▶ **Exercise aim**:
Write out every row below word for word, omitting the pictures.

▶ **Point annotation dataset rows**:
------

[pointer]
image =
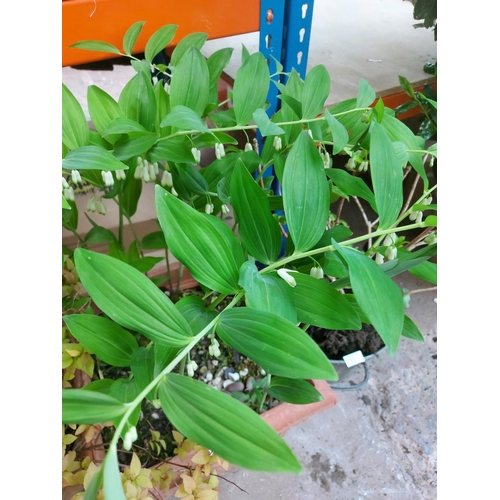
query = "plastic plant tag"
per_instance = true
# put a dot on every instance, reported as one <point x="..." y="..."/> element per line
<point x="353" y="359"/>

------

▶ **Exercise output**:
[pointer]
image =
query = "plastic plant tag"
per_instance = true
# put a dot on every instance, reported as one <point x="..." y="..."/> element per line
<point x="353" y="359"/>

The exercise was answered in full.